Please copy the records starting at the line that contains "I'd really appreciate it if you could find the green" and ending at the end of the records, changing "integer pixels" to "whole-number pixels" and leaving everything else the same.

========

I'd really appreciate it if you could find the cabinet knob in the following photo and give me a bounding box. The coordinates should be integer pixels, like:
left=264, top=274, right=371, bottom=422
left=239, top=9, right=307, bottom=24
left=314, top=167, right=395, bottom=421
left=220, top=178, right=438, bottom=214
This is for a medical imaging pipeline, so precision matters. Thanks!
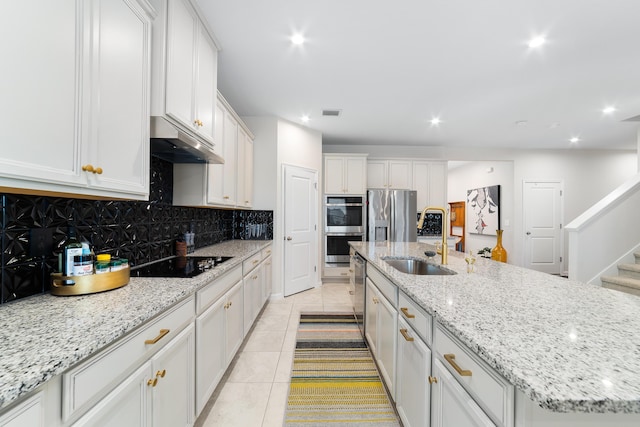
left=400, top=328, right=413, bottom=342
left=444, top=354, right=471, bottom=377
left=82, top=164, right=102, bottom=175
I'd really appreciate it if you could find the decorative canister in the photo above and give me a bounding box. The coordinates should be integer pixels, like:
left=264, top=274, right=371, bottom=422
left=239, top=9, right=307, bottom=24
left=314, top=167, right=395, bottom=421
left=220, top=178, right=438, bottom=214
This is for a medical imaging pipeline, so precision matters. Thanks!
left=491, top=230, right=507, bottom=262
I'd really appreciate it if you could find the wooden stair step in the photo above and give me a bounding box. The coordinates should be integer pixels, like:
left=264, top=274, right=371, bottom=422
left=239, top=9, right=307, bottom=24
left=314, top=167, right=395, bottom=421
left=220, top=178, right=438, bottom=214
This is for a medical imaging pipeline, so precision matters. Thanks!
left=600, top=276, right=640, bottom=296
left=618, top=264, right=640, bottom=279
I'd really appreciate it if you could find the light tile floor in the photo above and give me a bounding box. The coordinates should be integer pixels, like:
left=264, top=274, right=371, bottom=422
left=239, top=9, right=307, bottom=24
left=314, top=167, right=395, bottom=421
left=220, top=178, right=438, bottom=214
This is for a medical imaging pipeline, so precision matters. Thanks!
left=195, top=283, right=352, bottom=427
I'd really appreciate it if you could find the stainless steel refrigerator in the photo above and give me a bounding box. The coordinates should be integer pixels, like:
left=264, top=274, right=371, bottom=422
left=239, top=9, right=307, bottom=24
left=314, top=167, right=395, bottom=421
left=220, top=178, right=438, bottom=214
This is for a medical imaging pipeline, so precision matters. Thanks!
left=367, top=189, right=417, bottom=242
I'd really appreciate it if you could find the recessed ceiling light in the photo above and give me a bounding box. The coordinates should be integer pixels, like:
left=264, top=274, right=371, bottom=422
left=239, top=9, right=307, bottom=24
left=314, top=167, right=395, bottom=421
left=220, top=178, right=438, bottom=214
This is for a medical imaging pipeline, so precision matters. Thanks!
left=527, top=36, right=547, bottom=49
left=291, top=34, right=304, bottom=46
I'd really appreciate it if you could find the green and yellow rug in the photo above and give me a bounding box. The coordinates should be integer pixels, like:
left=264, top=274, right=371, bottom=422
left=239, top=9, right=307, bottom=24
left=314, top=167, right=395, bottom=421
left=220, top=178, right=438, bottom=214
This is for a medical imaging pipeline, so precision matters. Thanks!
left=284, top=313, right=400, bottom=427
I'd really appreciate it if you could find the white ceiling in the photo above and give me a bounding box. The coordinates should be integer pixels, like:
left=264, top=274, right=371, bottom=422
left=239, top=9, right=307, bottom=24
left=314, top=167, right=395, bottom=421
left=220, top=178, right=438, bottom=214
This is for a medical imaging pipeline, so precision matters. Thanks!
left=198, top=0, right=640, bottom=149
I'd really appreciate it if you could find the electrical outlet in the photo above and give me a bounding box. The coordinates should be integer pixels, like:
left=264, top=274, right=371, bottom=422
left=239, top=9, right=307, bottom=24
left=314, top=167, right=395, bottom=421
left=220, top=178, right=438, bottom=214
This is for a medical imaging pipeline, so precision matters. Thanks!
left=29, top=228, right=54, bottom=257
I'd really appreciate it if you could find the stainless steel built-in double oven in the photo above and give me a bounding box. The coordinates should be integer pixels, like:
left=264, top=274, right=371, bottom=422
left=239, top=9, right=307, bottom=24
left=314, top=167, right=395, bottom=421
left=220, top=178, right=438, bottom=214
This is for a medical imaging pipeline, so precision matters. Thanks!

========

# Answer below
I'd really appreciate it if you could find the green and yellow rug in the photo above and give me a bounding box. The coordinates should be whole-number pixels, like:
left=264, top=274, right=371, bottom=422
left=239, top=9, right=307, bottom=24
left=314, top=167, right=395, bottom=421
left=220, top=178, right=438, bottom=214
This is for a medical imaging pipeline, so precision matters. Thanks!
left=284, top=313, right=400, bottom=427
I'd really appreciate it if you could find the white ceiling in the photo above and give me a bounding box. The coordinates should be whole-number pixels, like:
left=264, top=274, right=371, bottom=422
left=239, top=9, right=307, bottom=24
left=314, top=167, right=395, bottom=421
left=220, top=178, right=438, bottom=214
This is for a medical imaging pipeline, so precision matters. Thanks!
left=198, top=0, right=640, bottom=149
I'd really appreciate it if you could find the electrical outlet in the photo above and give me a bounding box. The coordinates should be whole-number pixels, like:
left=264, top=274, right=371, bottom=422
left=239, top=9, right=307, bottom=24
left=314, top=167, right=395, bottom=421
left=220, top=178, right=438, bottom=214
This is for a medical imaging pipeline, so precision matters. Thanks!
left=29, top=228, right=54, bottom=257
I'd really appreciate it if you could find the stainless steel built-in double oven in the photo above and give me a bounding box. The coordinates should be whole-number pixels, like:
left=264, top=274, right=371, bottom=422
left=239, top=9, right=307, bottom=24
left=314, top=167, right=395, bottom=421
left=220, top=178, right=438, bottom=214
This is for a medical imaging pipeline, so precision matters. Thanks!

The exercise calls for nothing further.